▶ [EXERCISE DESCRIPTION]
Could you update the material below so that every "positive clicks" becomes "foreground clicks", leaving everything else unchanged?

▶ [DATASET ENTRIES]
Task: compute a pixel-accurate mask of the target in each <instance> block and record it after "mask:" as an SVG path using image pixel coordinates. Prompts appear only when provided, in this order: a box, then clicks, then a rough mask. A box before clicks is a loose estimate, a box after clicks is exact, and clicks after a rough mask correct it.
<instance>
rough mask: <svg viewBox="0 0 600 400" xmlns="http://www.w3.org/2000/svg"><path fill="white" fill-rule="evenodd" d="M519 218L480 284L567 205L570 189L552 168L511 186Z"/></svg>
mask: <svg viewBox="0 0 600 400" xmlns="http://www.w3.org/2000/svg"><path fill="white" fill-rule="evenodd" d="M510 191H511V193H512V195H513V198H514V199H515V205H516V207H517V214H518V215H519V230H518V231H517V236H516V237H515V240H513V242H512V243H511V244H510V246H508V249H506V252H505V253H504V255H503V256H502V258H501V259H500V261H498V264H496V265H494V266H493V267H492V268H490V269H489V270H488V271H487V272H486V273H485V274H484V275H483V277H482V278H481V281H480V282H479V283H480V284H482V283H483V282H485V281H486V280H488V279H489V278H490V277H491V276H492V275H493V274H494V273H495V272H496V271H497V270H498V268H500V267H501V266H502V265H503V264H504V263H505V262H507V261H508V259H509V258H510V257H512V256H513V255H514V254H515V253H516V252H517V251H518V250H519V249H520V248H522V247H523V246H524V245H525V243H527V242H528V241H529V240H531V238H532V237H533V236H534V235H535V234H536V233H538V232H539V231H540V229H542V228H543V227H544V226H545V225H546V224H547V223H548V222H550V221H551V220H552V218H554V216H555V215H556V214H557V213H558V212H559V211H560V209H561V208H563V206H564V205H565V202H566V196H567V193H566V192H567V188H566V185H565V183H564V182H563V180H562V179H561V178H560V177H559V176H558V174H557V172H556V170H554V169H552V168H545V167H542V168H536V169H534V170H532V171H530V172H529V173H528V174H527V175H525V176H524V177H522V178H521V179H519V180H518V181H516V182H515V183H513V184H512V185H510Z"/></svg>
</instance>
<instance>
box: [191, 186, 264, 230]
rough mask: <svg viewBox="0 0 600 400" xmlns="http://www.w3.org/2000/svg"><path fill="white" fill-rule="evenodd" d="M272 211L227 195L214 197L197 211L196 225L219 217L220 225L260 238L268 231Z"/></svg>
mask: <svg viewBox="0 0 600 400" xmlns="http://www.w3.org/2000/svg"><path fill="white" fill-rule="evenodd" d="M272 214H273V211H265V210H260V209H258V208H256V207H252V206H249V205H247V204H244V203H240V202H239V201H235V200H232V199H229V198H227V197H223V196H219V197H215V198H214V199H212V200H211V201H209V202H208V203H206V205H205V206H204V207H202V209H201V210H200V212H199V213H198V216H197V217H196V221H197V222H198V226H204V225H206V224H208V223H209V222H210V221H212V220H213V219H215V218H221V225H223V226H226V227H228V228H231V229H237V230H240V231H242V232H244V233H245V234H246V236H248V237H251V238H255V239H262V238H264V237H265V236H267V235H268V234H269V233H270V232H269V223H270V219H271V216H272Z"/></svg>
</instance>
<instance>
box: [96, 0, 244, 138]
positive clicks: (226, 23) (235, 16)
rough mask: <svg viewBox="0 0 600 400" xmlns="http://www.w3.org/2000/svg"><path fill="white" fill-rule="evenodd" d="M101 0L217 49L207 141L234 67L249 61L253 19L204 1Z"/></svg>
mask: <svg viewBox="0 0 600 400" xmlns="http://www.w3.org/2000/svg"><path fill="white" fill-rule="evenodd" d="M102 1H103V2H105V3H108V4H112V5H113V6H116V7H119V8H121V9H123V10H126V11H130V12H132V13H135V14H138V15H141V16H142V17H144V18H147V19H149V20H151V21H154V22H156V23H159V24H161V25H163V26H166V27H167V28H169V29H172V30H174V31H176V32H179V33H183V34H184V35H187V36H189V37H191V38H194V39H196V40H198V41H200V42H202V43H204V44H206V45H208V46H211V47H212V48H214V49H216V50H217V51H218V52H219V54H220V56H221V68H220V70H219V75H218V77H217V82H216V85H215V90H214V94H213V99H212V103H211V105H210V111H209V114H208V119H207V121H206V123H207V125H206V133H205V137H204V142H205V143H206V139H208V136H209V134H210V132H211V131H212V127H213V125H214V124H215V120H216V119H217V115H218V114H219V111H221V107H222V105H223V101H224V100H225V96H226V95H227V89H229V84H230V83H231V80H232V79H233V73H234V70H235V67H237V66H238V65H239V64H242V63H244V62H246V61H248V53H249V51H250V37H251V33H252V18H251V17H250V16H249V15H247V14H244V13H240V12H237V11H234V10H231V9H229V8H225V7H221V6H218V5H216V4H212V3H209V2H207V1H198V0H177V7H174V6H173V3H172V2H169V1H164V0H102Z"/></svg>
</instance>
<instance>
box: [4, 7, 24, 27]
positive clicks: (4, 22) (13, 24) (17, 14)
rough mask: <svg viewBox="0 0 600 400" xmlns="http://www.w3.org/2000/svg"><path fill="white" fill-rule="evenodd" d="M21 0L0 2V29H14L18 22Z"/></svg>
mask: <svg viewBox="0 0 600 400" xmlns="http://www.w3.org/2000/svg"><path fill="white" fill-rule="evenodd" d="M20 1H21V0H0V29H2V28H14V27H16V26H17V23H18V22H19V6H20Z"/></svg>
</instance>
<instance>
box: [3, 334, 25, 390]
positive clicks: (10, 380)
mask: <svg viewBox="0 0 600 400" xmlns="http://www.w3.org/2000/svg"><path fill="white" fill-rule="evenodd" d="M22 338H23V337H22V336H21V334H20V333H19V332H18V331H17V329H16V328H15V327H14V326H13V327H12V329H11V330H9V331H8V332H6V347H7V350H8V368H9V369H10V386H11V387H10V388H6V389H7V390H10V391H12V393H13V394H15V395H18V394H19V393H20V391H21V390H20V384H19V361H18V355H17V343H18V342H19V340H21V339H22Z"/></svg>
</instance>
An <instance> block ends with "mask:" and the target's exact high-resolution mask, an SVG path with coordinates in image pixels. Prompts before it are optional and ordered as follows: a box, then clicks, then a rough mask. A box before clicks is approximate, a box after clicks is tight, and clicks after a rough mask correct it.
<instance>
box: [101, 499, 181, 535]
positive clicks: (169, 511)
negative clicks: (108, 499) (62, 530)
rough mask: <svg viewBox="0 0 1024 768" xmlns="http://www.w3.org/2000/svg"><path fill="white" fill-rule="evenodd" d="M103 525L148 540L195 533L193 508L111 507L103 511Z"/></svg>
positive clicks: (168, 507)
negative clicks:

▶ [RESPONSE AREA]
Task: compute a pixel-accurate mask of the target in each <instance> block and record it after "mask:" as an SVG path using image pixel coordinates. Prompts appear only when provided, in this order: a box, then clicks, then a rough mask. A box before clicks is a loose estimate, a box after clicks is exact, and clicks after a rough mask correct it.
<instance>
rough mask: <svg viewBox="0 0 600 400" xmlns="http://www.w3.org/2000/svg"><path fill="white" fill-rule="evenodd" d="M519 218L480 284L567 205L570 189L552 168L511 186Z"/></svg>
mask: <svg viewBox="0 0 600 400" xmlns="http://www.w3.org/2000/svg"><path fill="white" fill-rule="evenodd" d="M510 191H511V193H512V195H513V198H514V199H515V205H516V207H517V214H518V215H519V230H518V231H517V236H516V237H515V240H513V242H512V243H511V244H510V246H508V249H506V252H505V253H504V255H503V256H502V258H501V259H500V261H498V264H496V265H494V266H493V267H492V268H490V269H489V270H488V271H487V272H486V273H485V274H484V275H483V277H482V278H481V281H480V282H479V283H480V284H482V283H483V282H485V281H486V280H488V279H489V278H490V277H491V276H492V275H493V274H494V273H495V272H496V271H497V270H498V268H500V267H501V266H502V265H503V264H504V263H505V262H507V261H508V259H509V258H510V257H512V256H513V255H514V254H515V253H516V252H517V251H518V250H519V249H520V248H522V247H523V246H524V245H525V243H527V242H528V241H529V240H531V238H532V237H533V236H534V235H535V234H536V233H538V232H539V231H540V229H542V228H543V227H544V226H545V225H546V224H547V223H548V222H550V221H551V220H552V218H554V216H555V215H556V214H557V213H558V212H559V211H560V209H561V208H563V206H564V205H565V202H566V196H567V193H566V192H567V188H566V185H565V183H564V182H563V180H562V179H561V178H560V177H559V176H558V174H557V172H556V170H554V169H552V168H545V167H542V168H536V169H534V170H532V171H530V172H529V173H528V174H527V175H525V176H524V177H522V178H521V179H519V180H518V181H516V182H515V183H513V184H512V185H510Z"/></svg>
</instance>
<instance>
box: [191, 186, 264, 230]
rough mask: <svg viewBox="0 0 600 400" xmlns="http://www.w3.org/2000/svg"><path fill="white" fill-rule="evenodd" d="M272 211L227 195L214 197L197 211L196 225L219 217L220 225L260 238L268 231Z"/></svg>
mask: <svg viewBox="0 0 600 400" xmlns="http://www.w3.org/2000/svg"><path fill="white" fill-rule="evenodd" d="M272 214H273V211H265V210H260V209H258V208H256V207H252V206H249V205H247V204H244V203H240V202H239V201H235V200H232V199H229V198H227V197H223V196H219V197H215V198H214V199H212V200H211V201H209V202H208V203H206V205H205V206H204V207H202V209H201V210H200V212H199V213H198V216H197V217H196V221H197V222H198V226H204V225H206V224H208V223H209V222H210V221H212V220H213V219H215V218H221V225H223V226H226V227H228V228H231V229H237V230H240V231H242V232H244V233H245V234H246V236H248V237H251V238H255V239H262V238H264V237H265V236H267V235H268V234H269V233H270V232H269V223H270V219H271V216H272Z"/></svg>
</instance>
<instance>
box: [96, 0, 244, 138]
foreground clicks: (226, 23) (235, 16)
rough mask: <svg viewBox="0 0 600 400" xmlns="http://www.w3.org/2000/svg"><path fill="white" fill-rule="evenodd" d="M101 0L217 49L207 141L234 67L249 61L253 19L204 1Z"/></svg>
mask: <svg viewBox="0 0 600 400" xmlns="http://www.w3.org/2000/svg"><path fill="white" fill-rule="evenodd" d="M102 1H103V2H105V3H108V4H112V5H113V6H116V7H119V8H121V9H123V10H126V11H130V12H132V13H135V14H138V15H141V16H142V17H144V18H147V19H149V20H151V21H154V22H156V23H159V24H161V25H163V26H166V27H167V28H169V29H172V30H174V31H176V32H179V33H183V34H184V35H187V36H189V37H191V38H194V39H196V40H198V41H200V42H202V43H204V44H206V45H208V46H211V47H212V48H214V49H216V50H217V51H218V52H219V54H220V56H221V68H220V70H219V75H218V77H217V82H216V85H215V90H214V94H213V99H212V103H211V105H210V111H209V114H208V119H207V121H206V123H207V125H206V133H205V137H204V142H205V143H206V139H208V136H209V134H210V132H211V131H212V127H213V125H214V124H215V120H216V119H217V115H218V114H219V111H221V107H222V105H223V101H224V100H225V96H226V95H227V89H229V84H230V83H231V80H232V79H233V73H234V70H235V67H237V66H238V65H239V64H242V63H244V62H246V61H248V53H249V51H250V37H251V33H252V18H251V17H250V16H249V15H247V14H244V13H240V12H237V11H234V10H231V9H229V8H225V7H221V6H218V5H216V4H212V3H209V2H207V1H198V0H177V7H174V6H173V3H172V2H169V1H164V0H102Z"/></svg>
</instance>
<instance>
box: [4, 7, 24, 27]
foreground clicks: (4, 22) (13, 24) (17, 14)
rough mask: <svg viewBox="0 0 600 400" xmlns="http://www.w3.org/2000/svg"><path fill="white" fill-rule="evenodd" d="M21 0L0 2V29H14L18 22Z"/></svg>
mask: <svg viewBox="0 0 600 400" xmlns="http://www.w3.org/2000/svg"><path fill="white" fill-rule="evenodd" d="M20 1H21V0H0V29H2V28H14V27H16V26H17V23H18V22H19V6H20Z"/></svg>
</instance>
<instance>
box: [3, 334, 25, 390]
foreground clicks: (10, 380)
mask: <svg viewBox="0 0 600 400" xmlns="http://www.w3.org/2000/svg"><path fill="white" fill-rule="evenodd" d="M22 338H23V337H22V336H21V334H20V333H19V332H18V331H17V329H16V328H15V327H14V326H13V327H12V329H11V330H9V331H8V332H6V347H7V350H8V368H9V369H10V386H11V387H10V388H6V389H7V390H10V391H12V393H13V394H15V395H18V394H19V393H20V391H21V390H20V384H19V361H18V355H17V343H18V342H19V340H21V339H22Z"/></svg>
</instance>
An <instance> block ends with "mask:" and the target's exact high-resolution mask, an SVG path with coordinates in image pixels. Prompts before it are optional and ordered as follows: a box, then clicks, then a rough mask. A box before clicks is approximate, a box after clicks is tight, and clicks after a rough mask correct it.
<instance>
box: [101, 499, 181, 535]
foreground clicks: (169, 511)
negative clicks: (108, 499) (62, 530)
rough mask: <svg viewBox="0 0 1024 768" xmlns="http://www.w3.org/2000/svg"><path fill="white" fill-rule="evenodd" d="M103 525L148 540L195 533L193 508L111 507L103 511Z"/></svg>
foreground clicks: (168, 507)
negative clicks:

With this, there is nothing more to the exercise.